Set exercise:
Write out every record in full, exactly as written, please.
━━━━
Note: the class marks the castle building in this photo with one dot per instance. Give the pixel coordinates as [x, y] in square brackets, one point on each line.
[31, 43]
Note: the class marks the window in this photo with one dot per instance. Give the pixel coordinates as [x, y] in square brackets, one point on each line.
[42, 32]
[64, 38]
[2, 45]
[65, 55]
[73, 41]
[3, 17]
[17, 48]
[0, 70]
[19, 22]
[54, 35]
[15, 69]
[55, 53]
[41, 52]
━━━━
Worked solution:
Note: the class marks the castle building in this photo with one dot per instance. Give the pixel coordinates as [x, y] in square brackets, one point on each line.
[31, 43]
Note: the class marks the window in this photo with one dot per instance. Give the pixel coordinates as [x, y] in square brackets, one point on each line.
[42, 32]
[64, 38]
[2, 45]
[65, 55]
[73, 41]
[3, 17]
[17, 48]
[0, 70]
[19, 22]
[54, 35]
[15, 69]
[55, 53]
[41, 52]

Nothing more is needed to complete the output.